Sigue el trágico goteo de este ya maldito 2017. No hace ni dos semanas que se fue Chucho, el de México, y ahora nos deja Manolo, el de Gines, Cortés de apellido y valiente de concepto. Porque hace falta mucho valor para torear a compás, como él lo hacía, para manejar los trastos con la cadencia y el criterio que atesoraba en forma y fondo este otro gran referente que volvemos a perder.

Igual que con las muchas corridas de Miura que mató en Sevilla, Madrid o Pamplona, también él estaba lidiando despacio, sin alharacas, con ese cáncer de páncreas que le marcó un  repentino final de faena. Manteniendo la compostura de siempre, aun a sabiendas de que no iba a tener tiempo para escuchar siquiera el primer aviso.

Pero, como siempre, nos quedan el recuerdo y sus palabras, la sabiduría de quien no llegó a ser la gran figura que todos esperaban pero que en cada conversación, en cada matiz, destilaba esa torería añeja y reposada que se va perdiendo en esta era de las prisas donde pretende que hablemos de toros con reducidos caracteres.

Cortés era de lo que sabía que, como algún día sentenció Tinín, no se puede ser aficionado por internet, pues el toreo, en la palabra, también pide poso y reposo para entenderse. Así que tuvo que ser en una de las cada vez más raras tertulias "presenciales", concretamente en una de las muchas que permite el dilatado horario de los toreros en América, en la que el maestro Cortés aprovechó para volver dejar su honda huella de tímido sabio.

Como si hubiera sido ayer mismo, la memoria se retrotrae feliz a la víspera de uno de esos maravillosos –y necesarios– festivales del recuerdo que se organizaban en el esplendor taurino de Quito, donde se anunciaban un puñado de “viejas glorias”, sí, pero todavía capaces de pegarle media docena de sabrosos pases a un eral con el que dictar su penúltima lección práctica.

Llegada la sobremesa de una simpática comida, sin nada peor que hacer en toda la tarde, surgió inevitable la charla distendida y profunda sobre nuestra pasión. Y entre las copas, al tintineo de los hielos, brotó de repente el debate, eterno y nunca resuelto, sobre el temple. Palabra mágica, concepto manido en la apariencia pero al alcance de pocos en puridad.

Sus antiguos compañeros de fatigas, acostumbrados a otras peleas, tomaron rápidamente la iniciativa y el protagonismo en la charla. Y para llevarse el gato al agua, obedeciendo a esa misma ansiedad que mostraban en la plaza, los gladiadores dialécticos se quitaban la palabra con vehemencia, queriendo imponer su aguerrido criterio sobre un asunto, si no ajeno, al menos poco habitual en su tauromaquia.

[SECCIÓN DE DATOS]:

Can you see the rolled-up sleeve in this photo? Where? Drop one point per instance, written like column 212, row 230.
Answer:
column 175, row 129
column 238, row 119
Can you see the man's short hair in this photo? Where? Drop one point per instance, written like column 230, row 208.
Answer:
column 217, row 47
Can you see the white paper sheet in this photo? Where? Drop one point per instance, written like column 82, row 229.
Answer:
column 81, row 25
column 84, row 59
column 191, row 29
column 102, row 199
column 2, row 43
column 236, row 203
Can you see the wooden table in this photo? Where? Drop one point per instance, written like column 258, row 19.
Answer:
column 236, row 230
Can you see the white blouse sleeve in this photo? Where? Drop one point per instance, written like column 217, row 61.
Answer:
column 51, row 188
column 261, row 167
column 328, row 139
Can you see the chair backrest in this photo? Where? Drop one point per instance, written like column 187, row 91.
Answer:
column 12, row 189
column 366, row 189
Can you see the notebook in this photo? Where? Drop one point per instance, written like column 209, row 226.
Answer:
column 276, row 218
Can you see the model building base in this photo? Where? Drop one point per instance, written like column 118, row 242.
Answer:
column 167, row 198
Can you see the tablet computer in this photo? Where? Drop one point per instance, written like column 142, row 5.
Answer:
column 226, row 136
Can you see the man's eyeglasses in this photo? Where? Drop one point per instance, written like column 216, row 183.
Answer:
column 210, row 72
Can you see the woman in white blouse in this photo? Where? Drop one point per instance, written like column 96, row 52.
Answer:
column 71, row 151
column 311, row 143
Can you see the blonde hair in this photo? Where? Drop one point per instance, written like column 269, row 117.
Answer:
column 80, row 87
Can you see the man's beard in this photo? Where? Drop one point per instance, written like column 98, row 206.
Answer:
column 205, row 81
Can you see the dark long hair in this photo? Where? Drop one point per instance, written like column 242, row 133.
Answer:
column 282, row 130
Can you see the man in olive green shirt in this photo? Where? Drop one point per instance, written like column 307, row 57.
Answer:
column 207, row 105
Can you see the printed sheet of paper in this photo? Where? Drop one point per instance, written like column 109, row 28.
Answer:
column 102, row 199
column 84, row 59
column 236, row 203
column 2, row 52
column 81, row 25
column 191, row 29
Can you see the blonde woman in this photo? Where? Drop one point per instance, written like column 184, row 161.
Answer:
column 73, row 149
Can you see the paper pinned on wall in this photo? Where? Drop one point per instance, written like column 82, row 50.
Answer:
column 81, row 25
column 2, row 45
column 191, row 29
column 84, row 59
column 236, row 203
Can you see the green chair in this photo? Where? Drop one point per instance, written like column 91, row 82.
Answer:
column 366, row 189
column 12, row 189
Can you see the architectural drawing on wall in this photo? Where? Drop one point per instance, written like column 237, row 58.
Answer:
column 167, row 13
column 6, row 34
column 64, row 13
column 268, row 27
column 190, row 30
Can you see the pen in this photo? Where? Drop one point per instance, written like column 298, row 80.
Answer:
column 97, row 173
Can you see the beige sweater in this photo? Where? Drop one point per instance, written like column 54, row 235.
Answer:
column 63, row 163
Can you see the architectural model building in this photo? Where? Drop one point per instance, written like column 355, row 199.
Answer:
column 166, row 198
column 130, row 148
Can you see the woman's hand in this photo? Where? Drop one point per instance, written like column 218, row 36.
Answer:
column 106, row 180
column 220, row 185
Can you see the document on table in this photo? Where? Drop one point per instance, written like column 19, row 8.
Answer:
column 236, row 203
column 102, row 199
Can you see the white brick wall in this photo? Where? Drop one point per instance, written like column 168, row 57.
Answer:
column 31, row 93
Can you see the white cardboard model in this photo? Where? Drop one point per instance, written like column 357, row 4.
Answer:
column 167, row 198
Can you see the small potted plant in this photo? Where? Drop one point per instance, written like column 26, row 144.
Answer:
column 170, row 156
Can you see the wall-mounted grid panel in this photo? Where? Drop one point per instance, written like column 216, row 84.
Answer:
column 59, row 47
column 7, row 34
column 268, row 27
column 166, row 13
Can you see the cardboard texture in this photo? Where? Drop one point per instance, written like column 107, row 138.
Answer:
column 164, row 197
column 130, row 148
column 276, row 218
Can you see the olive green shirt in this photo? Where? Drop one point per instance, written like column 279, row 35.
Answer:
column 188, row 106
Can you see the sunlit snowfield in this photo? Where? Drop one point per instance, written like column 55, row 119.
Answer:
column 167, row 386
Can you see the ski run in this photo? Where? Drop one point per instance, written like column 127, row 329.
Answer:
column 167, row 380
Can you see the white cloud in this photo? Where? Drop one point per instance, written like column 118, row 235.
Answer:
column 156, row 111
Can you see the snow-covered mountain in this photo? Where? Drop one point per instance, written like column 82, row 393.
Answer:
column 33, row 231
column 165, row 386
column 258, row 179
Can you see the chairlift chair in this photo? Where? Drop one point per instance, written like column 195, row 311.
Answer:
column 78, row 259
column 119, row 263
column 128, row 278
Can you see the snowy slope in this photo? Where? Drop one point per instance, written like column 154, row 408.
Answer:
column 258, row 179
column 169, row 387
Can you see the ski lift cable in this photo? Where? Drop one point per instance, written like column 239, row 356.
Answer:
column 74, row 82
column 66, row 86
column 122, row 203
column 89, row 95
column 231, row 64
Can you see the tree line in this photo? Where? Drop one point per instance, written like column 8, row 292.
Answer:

[OBJETIVO]: ¿Podrías indicar, por favor, qué enfermedad padecía Manolo Cortés según el texto extraído? Los registros proceden de otra fuente.

[RESPUESTA]: Un cáncer de páncreas.